• **Problem to work on**
Throughout the records below, find each line holding "neck" and copy it.

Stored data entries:
◇ ◇ ◇ ◇ ◇ ◇ ◇

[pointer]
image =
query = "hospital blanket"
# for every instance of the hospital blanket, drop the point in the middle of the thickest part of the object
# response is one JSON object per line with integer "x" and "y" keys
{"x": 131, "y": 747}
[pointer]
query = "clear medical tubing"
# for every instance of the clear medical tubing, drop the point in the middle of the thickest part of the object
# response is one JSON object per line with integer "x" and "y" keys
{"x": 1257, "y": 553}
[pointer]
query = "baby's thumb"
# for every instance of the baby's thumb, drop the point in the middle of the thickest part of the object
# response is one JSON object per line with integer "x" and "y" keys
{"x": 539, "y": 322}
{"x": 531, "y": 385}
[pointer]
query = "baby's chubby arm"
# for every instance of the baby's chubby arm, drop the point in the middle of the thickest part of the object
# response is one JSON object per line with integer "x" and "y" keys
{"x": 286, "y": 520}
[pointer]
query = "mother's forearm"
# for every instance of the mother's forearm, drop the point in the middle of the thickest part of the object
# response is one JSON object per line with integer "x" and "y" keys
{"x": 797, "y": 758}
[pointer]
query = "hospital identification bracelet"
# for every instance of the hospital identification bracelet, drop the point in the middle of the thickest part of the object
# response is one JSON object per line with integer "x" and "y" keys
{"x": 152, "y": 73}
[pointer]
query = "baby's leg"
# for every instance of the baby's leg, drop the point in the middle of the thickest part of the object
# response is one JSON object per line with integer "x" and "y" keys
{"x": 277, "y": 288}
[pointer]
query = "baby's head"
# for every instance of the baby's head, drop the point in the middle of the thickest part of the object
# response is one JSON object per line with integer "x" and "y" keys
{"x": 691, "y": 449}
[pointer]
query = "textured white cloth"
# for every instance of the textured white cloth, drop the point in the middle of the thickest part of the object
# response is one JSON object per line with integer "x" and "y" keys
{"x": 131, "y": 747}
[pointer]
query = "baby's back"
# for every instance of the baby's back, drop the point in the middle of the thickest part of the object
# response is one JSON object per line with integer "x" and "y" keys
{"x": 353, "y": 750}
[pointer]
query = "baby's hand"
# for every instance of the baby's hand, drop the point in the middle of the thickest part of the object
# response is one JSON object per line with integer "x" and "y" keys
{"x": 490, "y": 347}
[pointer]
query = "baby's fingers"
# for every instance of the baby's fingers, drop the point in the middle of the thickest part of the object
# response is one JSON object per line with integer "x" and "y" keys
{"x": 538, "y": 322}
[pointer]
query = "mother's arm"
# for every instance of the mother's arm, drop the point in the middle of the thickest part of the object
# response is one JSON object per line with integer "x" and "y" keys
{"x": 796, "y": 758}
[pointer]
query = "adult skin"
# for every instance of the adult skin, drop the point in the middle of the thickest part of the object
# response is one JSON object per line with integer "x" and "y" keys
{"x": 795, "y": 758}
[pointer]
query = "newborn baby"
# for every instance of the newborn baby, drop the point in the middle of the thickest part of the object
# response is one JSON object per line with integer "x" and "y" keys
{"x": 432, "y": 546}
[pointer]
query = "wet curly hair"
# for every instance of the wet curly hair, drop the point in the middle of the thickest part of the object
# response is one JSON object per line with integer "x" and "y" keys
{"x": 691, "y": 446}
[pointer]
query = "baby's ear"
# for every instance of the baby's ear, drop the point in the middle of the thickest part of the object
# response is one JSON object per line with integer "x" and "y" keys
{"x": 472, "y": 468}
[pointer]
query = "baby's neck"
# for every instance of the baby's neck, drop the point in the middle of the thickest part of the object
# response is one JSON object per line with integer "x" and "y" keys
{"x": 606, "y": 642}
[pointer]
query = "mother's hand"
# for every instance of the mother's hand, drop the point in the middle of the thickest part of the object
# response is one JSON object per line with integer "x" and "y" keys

◇ ◇ ◇ ◇ ◇ ◇ ◇

• **Written response**
query = "baby's neck"
# for every instance of the baby's neck, drop the point in the middle of the thickest part of the object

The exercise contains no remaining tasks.